═══ Extracted information
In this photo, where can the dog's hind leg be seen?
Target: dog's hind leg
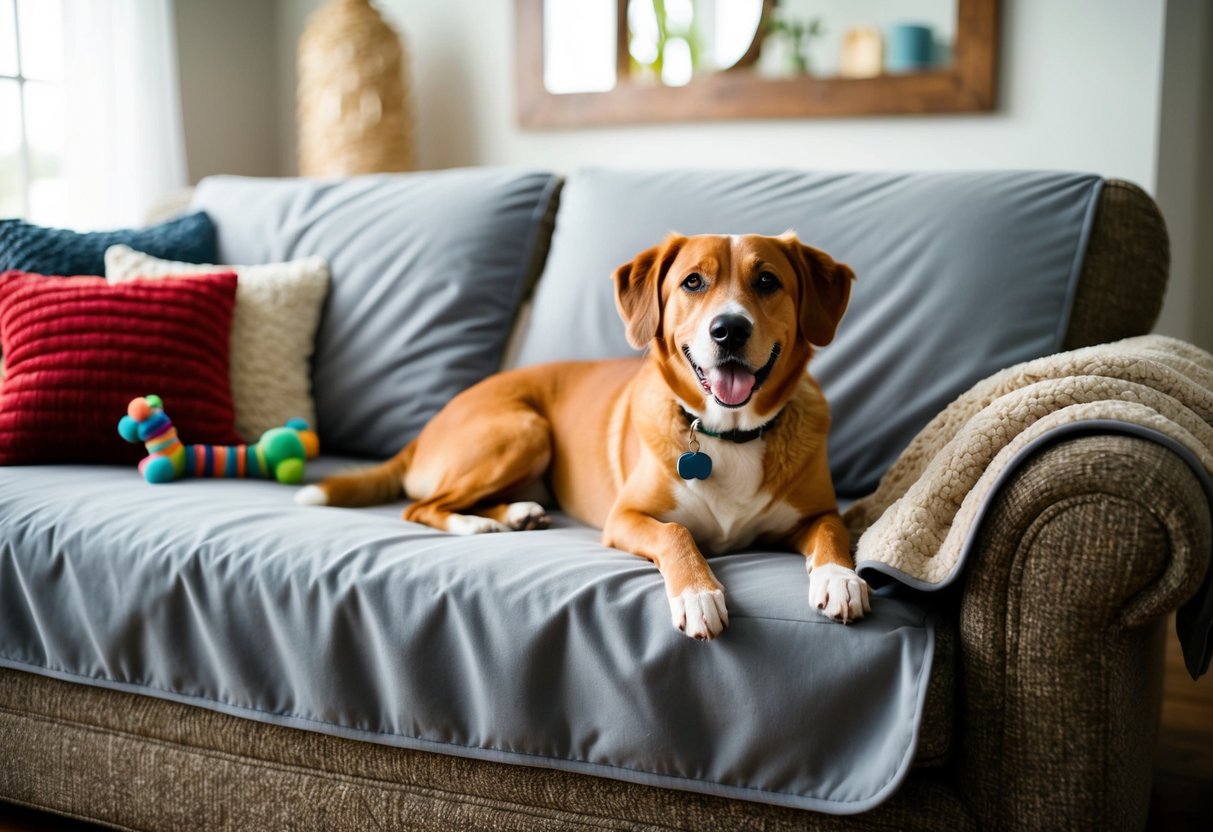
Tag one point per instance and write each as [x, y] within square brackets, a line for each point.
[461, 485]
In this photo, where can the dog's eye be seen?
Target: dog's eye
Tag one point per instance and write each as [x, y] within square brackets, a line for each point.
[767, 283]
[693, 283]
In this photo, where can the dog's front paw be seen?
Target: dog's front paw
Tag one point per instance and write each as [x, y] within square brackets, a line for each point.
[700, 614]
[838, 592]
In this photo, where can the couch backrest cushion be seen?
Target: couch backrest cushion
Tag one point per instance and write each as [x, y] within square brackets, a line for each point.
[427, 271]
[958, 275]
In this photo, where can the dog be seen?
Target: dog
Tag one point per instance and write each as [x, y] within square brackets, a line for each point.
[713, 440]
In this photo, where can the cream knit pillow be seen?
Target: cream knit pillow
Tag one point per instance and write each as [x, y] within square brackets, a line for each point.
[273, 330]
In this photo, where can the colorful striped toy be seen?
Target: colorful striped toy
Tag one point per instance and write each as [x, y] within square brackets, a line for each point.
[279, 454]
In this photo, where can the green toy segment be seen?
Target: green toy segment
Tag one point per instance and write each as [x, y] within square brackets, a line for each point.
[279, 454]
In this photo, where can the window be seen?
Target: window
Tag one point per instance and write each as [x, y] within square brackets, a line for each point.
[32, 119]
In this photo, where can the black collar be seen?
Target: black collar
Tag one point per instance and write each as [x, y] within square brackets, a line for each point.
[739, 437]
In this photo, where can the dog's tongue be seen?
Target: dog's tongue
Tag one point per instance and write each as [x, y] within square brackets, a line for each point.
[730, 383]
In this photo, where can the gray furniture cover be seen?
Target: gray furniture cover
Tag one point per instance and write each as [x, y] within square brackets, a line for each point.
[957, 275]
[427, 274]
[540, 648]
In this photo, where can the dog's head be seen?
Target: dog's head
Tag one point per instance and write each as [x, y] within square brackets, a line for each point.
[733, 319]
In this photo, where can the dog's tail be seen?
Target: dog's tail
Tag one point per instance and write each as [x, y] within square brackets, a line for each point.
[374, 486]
══════
* [Directions for this task] Retype the material above exactly, everything from the line containing "In this photo, where can the dog's tail" down to the end of the material.

* [Completed exercise]
In this photo, where can the dog's tail be seen?
Target: dog's tail
Tag one point per instance and write each as [x, y] within square brackets, a line for each point.
[374, 486]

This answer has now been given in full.